### Brief:
Rewrite the lines from the first one through the line containing "x=267 y=283", inclusive, keeping every request, and shift each coordinate in the answers up by 18.

### Provided records:
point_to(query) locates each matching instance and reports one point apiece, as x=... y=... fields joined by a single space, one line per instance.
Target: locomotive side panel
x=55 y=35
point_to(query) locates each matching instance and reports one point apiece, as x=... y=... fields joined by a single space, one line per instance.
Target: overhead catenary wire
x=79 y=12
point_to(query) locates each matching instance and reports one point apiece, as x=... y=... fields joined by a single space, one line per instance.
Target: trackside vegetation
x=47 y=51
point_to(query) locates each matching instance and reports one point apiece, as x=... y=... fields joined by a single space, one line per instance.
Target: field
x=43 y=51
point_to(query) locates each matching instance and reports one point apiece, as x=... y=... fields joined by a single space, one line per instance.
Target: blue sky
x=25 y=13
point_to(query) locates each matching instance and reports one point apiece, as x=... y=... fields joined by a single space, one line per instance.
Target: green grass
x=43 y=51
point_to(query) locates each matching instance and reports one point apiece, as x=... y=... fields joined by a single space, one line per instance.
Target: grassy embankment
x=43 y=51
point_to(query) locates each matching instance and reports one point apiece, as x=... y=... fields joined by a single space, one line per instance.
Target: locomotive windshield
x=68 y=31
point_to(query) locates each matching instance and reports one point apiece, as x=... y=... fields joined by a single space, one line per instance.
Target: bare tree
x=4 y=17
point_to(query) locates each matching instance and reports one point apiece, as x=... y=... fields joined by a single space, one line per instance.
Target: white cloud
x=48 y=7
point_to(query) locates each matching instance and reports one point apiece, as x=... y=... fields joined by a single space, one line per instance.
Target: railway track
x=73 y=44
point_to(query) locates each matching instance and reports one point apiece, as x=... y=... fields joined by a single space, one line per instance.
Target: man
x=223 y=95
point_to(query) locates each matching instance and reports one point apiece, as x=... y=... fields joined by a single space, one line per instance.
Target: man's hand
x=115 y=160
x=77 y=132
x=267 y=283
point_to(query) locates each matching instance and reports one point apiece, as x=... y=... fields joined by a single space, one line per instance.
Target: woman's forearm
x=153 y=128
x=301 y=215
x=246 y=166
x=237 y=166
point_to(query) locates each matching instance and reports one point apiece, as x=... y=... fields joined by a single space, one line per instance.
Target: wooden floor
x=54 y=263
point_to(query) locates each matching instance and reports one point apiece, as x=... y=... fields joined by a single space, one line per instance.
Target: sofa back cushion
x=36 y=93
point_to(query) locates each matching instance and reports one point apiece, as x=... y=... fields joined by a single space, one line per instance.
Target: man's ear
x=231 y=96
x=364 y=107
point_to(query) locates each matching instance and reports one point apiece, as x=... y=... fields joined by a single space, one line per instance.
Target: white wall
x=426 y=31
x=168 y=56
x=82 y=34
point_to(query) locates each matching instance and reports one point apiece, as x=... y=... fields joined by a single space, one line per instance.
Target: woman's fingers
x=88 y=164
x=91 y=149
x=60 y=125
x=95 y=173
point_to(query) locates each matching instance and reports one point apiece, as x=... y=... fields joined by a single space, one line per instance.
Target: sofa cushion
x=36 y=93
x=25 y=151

### Final result:
point_to(query) locates each matching instance and reports one point apiece, as x=... y=... fields joined by a single space, one line per instance.
Target: locomotive side panel
x=73 y=53
point_to(query) locates each matching instance and reports one point apiece, as x=... y=... fields joined by a single space, one line per instance.
Target: overhead catenary wire
x=97 y=30
point_to(query) locates each matching instance and reports one point apiece, as x=... y=... fields joined by a single space, one line per instance.
Target: trackside vegetation
x=65 y=69
point_to(query) locates each matching instance and reports one point apiece, as x=... y=... fields joined by a single space, one line per instance.
Target: field
x=61 y=69
point_to(query) locates each matching instance and reports one point apiece, as x=... y=... fields joined by a single space, one line per instance.
Target: blue sky
x=43 y=31
point_to(query) locates each matching instance and reports one point apiece, as x=... y=... fields joined by a single space, one line per instance.
Target: green grass
x=61 y=69
point_to(query) locates each matching instance and reports one point apiece, as x=... y=... fields joined by a single space, one line per instance.
Target: grassy embankment
x=61 y=69
point_to(query) locates each matching instance and reports one point apiece, as x=... y=... fields joined by a single space, one line per instance.
Target: locomotive windshield
x=86 y=49
point_to(query) locates each matching instance and reports one point apiece, as x=... y=... fields joined by a single space, one line per instance.
Target: bare tree
x=22 y=35
point_to(query) locates each matching instance and reports one point apiece, as x=... y=... fields joined by a single space, one line per instance.
Target: white cloud
x=66 y=25
point_to(query) locates each matching instance and reports one point apiece, as x=... y=... fields joined by a single space, one line per instance.
Target: railway track
x=91 y=62
point_to(query) locates each matching instance and reports one point apiece, as x=... y=... fields joined by a single space, one line per instance.
Target: man
x=241 y=113
point_to(query) locates each matching instance and reports one point apiece, as x=... y=... fields joined by a single space, one line per instance.
Target: man's hand
x=133 y=178
x=95 y=150
x=285 y=301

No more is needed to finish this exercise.